Dataset rows
········

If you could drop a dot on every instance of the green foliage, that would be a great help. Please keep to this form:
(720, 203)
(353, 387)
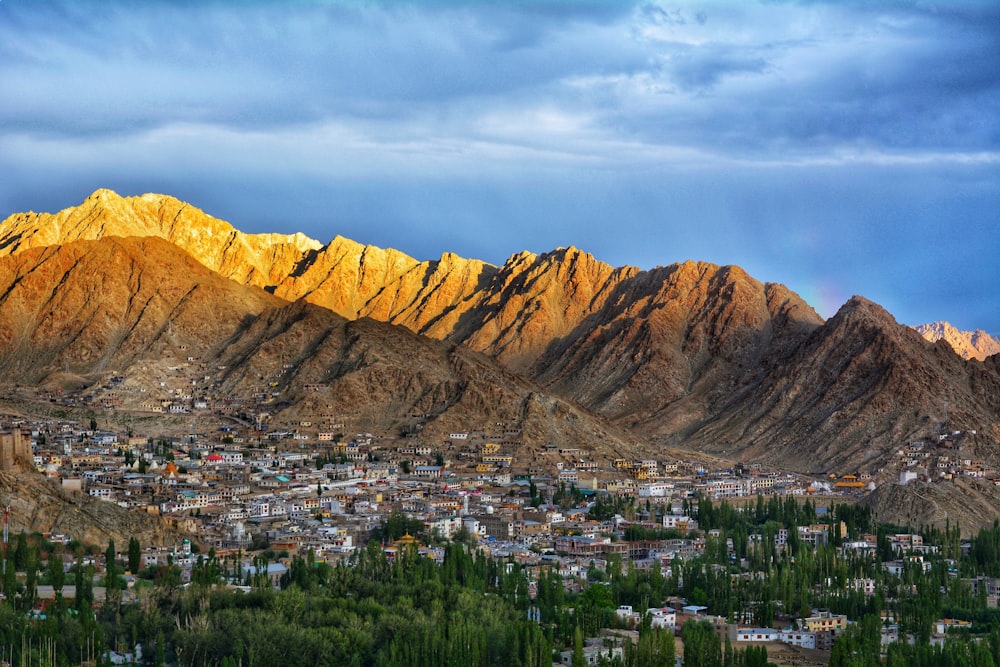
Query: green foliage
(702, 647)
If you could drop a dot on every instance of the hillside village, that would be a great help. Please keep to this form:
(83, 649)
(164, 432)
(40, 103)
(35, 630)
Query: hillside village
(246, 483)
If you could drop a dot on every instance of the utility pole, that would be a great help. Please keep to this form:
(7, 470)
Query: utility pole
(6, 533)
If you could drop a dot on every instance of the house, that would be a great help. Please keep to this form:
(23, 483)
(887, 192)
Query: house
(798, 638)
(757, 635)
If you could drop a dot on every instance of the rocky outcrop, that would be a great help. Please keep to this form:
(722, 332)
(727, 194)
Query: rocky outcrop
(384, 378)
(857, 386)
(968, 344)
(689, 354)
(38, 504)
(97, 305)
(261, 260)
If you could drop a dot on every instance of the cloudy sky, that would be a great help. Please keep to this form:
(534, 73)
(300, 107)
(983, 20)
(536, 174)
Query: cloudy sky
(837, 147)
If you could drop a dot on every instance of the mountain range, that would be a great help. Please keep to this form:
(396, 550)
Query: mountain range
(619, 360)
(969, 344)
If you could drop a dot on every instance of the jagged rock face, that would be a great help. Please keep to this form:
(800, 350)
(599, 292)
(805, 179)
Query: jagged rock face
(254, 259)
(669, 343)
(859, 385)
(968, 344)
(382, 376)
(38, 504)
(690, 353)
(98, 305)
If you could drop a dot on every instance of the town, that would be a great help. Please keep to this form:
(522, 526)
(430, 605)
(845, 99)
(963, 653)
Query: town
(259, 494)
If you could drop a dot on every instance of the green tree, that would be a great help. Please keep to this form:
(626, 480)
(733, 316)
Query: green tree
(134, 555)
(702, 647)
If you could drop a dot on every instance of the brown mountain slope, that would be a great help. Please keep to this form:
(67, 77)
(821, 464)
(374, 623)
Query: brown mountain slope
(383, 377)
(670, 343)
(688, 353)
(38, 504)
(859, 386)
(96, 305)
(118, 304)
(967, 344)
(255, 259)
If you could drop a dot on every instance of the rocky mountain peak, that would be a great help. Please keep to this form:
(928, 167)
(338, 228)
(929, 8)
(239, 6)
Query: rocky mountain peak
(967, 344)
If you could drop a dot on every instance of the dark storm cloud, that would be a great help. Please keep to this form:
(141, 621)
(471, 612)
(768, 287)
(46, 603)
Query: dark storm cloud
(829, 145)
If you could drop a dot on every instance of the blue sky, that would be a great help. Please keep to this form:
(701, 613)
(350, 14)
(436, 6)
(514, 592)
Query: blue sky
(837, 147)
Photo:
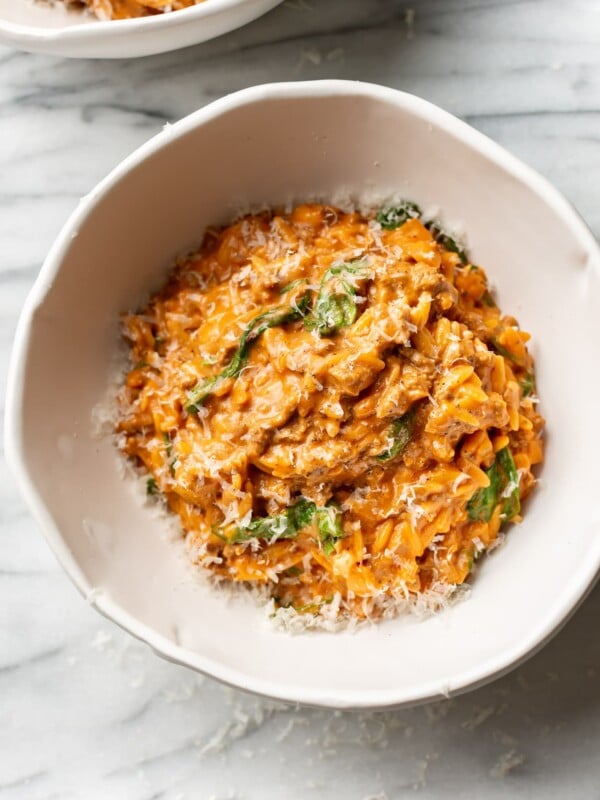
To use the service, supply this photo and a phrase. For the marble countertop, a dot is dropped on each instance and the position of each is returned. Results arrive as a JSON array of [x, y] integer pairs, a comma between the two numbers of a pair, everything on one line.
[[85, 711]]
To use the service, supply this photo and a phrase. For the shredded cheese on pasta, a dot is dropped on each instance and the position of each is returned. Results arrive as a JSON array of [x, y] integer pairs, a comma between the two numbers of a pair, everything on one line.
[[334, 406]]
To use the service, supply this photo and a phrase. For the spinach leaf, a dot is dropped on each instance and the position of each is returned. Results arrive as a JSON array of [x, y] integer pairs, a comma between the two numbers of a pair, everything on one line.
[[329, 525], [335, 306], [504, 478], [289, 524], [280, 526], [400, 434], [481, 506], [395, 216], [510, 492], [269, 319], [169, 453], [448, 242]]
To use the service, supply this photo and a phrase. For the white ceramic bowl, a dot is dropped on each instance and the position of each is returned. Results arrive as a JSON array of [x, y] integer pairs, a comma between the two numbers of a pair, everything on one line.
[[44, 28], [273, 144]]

········

**Goal**. Can you return each line of the listing above unchanged, leaving out the pictures?

**Full response**.
If you could drop a dot on every instance of the green foliage, that would be a great help. Please keep to this form:
(720, 203)
(353, 387)
Query: green foliage
(702, 647)
If you could drop a dot on every instance of the hillside village, that would be a great help. Please keep to this form:
(83, 649)
(164, 432)
(40, 103)
(35, 630)
Query: hillside village
(246, 483)
If you could drop a dot on every instance of the utility pole, that would be a great help. Please keep to this form:
(7, 470)
Query: utility pole
(6, 533)
If you could drop a dot on every instance of the house, that would be a great help. Please keep to this form:
(23, 483)
(887, 192)
Query: house
(798, 638)
(757, 635)
If you could drop a dot on every instance of the rocky outcrop, that would be a great help. Please keep to this form:
(722, 332)
(727, 194)
Query: rocky outcrop
(384, 378)
(857, 386)
(968, 344)
(689, 354)
(38, 504)
(97, 305)
(261, 260)
If you could drop a dot on every instance of the cloudy sky, that would be a great help. Please keep to this form:
(534, 73)
(300, 107)
(983, 20)
(536, 174)
Query: cloudy sky
(837, 147)
If you could drop a dot on every instance of the mountain range, that would be a great help. Please keep to this form:
(396, 550)
Query: mountain range
(619, 360)
(969, 344)
If you could drop a dot on every instance of the jagged rock face, that would be a great help. Please keep to this form:
(800, 350)
(599, 292)
(805, 179)
Query: jagged rock face
(254, 259)
(669, 343)
(859, 385)
(968, 344)
(382, 376)
(38, 504)
(690, 353)
(98, 305)
If you could drop a dot on every instance of the town, that would be a great help. Please keep to this form:
(522, 526)
(430, 605)
(845, 99)
(963, 653)
Query: town
(259, 494)
If you could drop a dot on every instance of the green tree, that would be a great help. Please keep to this form:
(626, 480)
(733, 316)
Query: green tree
(134, 555)
(702, 647)
If you could drop a dot on every instance of the brown mountain slope, that would be a great help. Please keep to this form:
(67, 77)
(821, 464)
(374, 623)
Query: brown mountain slope
(383, 377)
(670, 343)
(688, 353)
(38, 504)
(859, 386)
(96, 305)
(118, 304)
(967, 344)
(255, 259)
If you could drop a dot on every instance of the rocky mountain peak, that would be a great help. Please keep to this form:
(928, 167)
(338, 228)
(929, 8)
(239, 6)
Query: rocky mountain peak
(967, 344)
If you could drop a dot on every instance of the dark storm cloud, that would be a great help. Please keep to this form:
(141, 621)
(471, 612)
(768, 287)
(46, 603)
Query: dark storm cloud
(829, 145)
If you could drop a dot on every instance of the blue sky, that would be a great help. Please keep to this form:
(701, 613)
(350, 14)
(436, 6)
(514, 592)
Query: blue sky
(837, 147)
Photo:
To use the service, supply this photo and a phrase. For the marble countertop, a dot is dropped on each instance and the position of each is returned. Results arrive as a JSON array of [x, y] integer pairs, a comma between the two numbers of a pair, everything on one line.
[[85, 711]]
To use the service, supply this photo and a phrase. For the shredded cheese on pasta, a dot is dropped on each instance and the position of each is returned. Results arrive as a JSON array of [x, y] integer pairs, a comma between the two numbers of a pair, everything on one line.
[[334, 406]]
To use the service, supply this photo and a phrase. For the spinach leaf, a dot is dropped on each instance and the position of each is returned. Results arrive as a JSON array of [x, y] integer pairs, a comma between the two numbers of a pair, everything on one line.
[[329, 525], [335, 306], [504, 478], [289, 524], [280, 526], [400, 434], [481, 506], [395, 216], [510, 492], [269, 319], [169, 453], [448, 242]]
To use the service, supply this photo and a phrase. For the white ceramic bowl, a dot is dropped on each instance and the position of each is returned. Results arrive as a JSON array of [x, y] integer pairs, a comma between the two numbers of a pair, everything on one line.
[[44, 28], [273, 144]]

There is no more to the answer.